Could you write out all of the data again, word for word?

━━━

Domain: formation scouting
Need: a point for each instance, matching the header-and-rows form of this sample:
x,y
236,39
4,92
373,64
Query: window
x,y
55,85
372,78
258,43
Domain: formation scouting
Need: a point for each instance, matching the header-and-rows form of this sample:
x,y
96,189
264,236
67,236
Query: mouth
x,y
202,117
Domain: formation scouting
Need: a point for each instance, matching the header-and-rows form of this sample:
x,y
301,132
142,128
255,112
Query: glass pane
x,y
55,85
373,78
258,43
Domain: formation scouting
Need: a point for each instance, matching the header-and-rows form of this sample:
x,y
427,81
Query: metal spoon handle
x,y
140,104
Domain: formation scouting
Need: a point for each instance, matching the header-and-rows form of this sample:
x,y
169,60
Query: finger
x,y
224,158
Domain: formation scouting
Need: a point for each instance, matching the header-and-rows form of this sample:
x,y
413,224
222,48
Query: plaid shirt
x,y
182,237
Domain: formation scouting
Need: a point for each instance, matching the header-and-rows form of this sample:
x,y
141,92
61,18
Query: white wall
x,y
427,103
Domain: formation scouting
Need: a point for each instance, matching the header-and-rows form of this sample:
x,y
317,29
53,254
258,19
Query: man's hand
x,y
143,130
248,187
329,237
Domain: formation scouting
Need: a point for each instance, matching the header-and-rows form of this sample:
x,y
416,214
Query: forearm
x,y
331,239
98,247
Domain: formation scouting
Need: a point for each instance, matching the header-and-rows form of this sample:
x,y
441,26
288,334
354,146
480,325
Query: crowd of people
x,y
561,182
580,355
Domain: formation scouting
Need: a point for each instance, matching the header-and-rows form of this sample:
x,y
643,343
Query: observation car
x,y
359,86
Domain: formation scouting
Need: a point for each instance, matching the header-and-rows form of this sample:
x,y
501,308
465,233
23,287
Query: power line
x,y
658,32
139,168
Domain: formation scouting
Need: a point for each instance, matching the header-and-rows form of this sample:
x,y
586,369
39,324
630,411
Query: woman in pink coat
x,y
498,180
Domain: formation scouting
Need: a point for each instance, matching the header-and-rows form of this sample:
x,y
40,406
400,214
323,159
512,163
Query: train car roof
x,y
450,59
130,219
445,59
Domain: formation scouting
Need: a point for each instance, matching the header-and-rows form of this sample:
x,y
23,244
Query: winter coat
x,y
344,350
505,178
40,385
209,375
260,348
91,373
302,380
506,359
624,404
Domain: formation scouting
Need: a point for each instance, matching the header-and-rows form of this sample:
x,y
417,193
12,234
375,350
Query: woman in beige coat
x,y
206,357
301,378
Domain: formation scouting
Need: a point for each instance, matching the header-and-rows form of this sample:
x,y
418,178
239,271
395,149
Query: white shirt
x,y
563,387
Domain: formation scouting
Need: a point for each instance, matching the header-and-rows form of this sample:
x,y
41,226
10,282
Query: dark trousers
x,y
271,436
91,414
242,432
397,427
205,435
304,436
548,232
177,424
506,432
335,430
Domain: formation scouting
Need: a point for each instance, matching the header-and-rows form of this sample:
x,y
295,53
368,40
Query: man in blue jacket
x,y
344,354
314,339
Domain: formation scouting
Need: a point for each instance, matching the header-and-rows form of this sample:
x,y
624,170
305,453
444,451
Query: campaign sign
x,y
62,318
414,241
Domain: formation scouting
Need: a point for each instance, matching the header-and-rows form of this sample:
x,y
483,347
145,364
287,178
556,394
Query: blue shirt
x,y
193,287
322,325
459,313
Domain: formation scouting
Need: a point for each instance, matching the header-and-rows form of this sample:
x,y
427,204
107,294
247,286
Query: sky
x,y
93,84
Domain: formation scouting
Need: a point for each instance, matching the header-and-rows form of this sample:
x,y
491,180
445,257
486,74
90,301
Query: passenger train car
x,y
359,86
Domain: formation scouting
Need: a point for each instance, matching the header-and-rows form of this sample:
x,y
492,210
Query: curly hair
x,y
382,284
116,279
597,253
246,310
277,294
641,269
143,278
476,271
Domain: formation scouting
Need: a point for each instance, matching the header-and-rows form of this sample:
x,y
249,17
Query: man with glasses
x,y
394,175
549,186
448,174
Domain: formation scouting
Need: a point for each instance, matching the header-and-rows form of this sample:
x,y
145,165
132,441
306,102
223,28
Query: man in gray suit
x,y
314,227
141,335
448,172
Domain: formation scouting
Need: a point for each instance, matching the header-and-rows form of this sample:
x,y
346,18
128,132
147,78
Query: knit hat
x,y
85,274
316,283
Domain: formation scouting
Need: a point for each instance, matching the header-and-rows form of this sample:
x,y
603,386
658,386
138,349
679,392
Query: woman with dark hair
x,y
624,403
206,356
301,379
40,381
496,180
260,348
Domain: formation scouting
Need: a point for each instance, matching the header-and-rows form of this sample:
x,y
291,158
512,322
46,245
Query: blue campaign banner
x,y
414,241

━━━

### EXERCISE RESPONSE
Domain: formation scouting
Need: a point for each instance, matching the header-and-rows form of this sample:
x,y
236,39
4,92
373,64
Query: window
x,y
55,85
372,78
258,43
Domain: formation scouting
Need: a point for each instance, matching the header-and-rows form of this sample:
x,y
96,189
264,236
67,236
Query: mouth
x,y
202,117
Domain: formation scouting
Need: a point for each instance, matching the header-and-rows form of this sample:
x,y
301,132
142,128
255,112
Query: glass pane
x,y
55,85
373,78
258,43
Domain: formation scouting
Need: a point for each instance, matching the header-and-rows form of this sample:
x,y
427,81
Query: metal spoon handle
x,y
140,104
Domain: formation scouting
Need: a point for each instance, matching the header-and-rows form of this sample:
x,y
169,60
Query: finger
x,y
224,158
Domain: formation scouting
Need: a point for each instance, matching the header-and-rows form of this sample:
x,y
413,224
222,48
Query: plaid shirt
x,y
182,237
Domain: formation scouting
Need: a point for each instance, matching the header-and-rows form of this sample:
x,y
141,92
61,18
Query: white wall
x,y
427,103
Domain: formation scouting
Need: a point for each instance, matching the header-and-rows form of this sample:
x,y
317,29
53,254
258,19
Query: man's hand
x,y
143,130
248,187
329,237
Domain: formation scouting
Need: a point for each instance, matching the header-and-rows form of this sample:
x,y
416,214
Query: forearm
x,y
331,239
98,247
Domain: formation scouting
Need: a point for each instance, matching the header-and-rows form of this sample:
x,y
441,26
288,334
354,146
480,325
Query: crowd of people
x,y
561,182
580,355
Domain: formation scouting
Need: a point for each instance, matching the header-and-rows form of this sample:
x,y
643,343
Query: observation car
x,y
359,86
Domain: formation scouting
Need: a point for each instance, matching the header-and-rows form of this sample:
x,y
501,308
465,233
23,287
Query: power line
x,y
658,32
139,168
Domain: formation scouting
Need: a point for each instance, matching the header-and-rows form of this sample:
x,y
586,369
39,324
630,411
Query: woman in pink coat
x,y
498,180
Domain: formation scouting
Need: a point for each instance, matching the header-and-rows form of this sample:
x,y
40,406
400,214
323,159
512,163
Query: train car roof
x,y
450,59
130,219
445,59
Domain: formation scouting
Need: a point for each instance, matching the header-and-rows form of this sample:
x,y
23,244
Query: winter coat
x,y
344,350
505,178
40,385
209,375
260,348
91,373
302,380
506,359
624,404
Domain: formation scouting
Need: a point for each instance, matching the header-and-rows form of this sample:
x,y
417,193
12,234
375,350
Query: woman in beige coat
x,y
206,357
301,378
Domain: formation scouting
Need: a point for each instance, matching the header-and-rows form of this sample:
x,y
418,178
239,271
395,149
Query: white shirt
x,y
563,387
Domain: formation scouting
Need: a point for each instance, matching the header-and-rows form of this sample:
x,y
41,226
10,282
Query: dark trousers
x,y
271,436
91,414
242,432
397,427
205,435
304,436
548,232
177,424
506,432
335,430
Domain: formation scouting
Need: a point for each instance, matching the header-and-rows form of this sample:
x,y
295,53
368,40
Query: man in blue jacket
x,y
344,354
314,339
Domain: formation scouting
Need: a point for each instance, matching the header-and-rows form of this sample:
x,y
624,170
305,453
444,451
Query: campaign sign
x,y
62,318
414,241
Domain: formation scouting
Need: a point for each instance, matching the header-and-rows form of this sample:
x,y
483,347
145,364
287,178
556,394
Query: blue shirt
x,y
193,287
322,325
459,313
Domain: formation scouting
Need: a point for each instance, matching the header-and-rows form of this sample:
x,y
427,204
107,294
247,286
Query: sky
x,y
93,84
Domain: formation scouting
Need: a point for each instance, matching the header-and-rows form of this sample:
x,y
491,180
445,257
486,74
90,301
Query: passenger train car
x,y
359,86
Domain: formation scouting
Need: a point for each instance, matching the header-and-rows form of this sample:
x,y
492,210
Query: curly hair
x,y
382,284
116,279
597,253
246,310
277,294
641,269
143,278
476,271
Domain: formation scouting
Need: a point for each instance, matching the header-and-rows form of this sample:
x,y
249,17
Query: man with glasses
x,y
394,175
549,186
448,174
Domain: formation scouting
Need: a point for each instance, matching the header-and-rows form of this sample:
x,y
145,165
132,441
306,102
223,28
Query: man in gray suit
x,y
314,227
141,335
448,172
Domain: formation scouting
Need: a point for each instance, matching the header-and-rows form of this sample:
x,y
346,18
128,132
147,78
Query: knit hat
x,y
85,274
316,283
Domain: formation scouting
Need: a point for each instance, matching the header-and-rows form of this sample:
x,y
603,386
658,386
138,349
679,392
Query: woman with dark hair
x,y
624,403
206,356
301,379
40,381
496,180
260,348
Domain: formation scouting
Need: a point for each instance, matching the header-and-rows form of this sample:
x,y
291,158
512,322
46,245
Query: blue campaign banner
x,y
414,241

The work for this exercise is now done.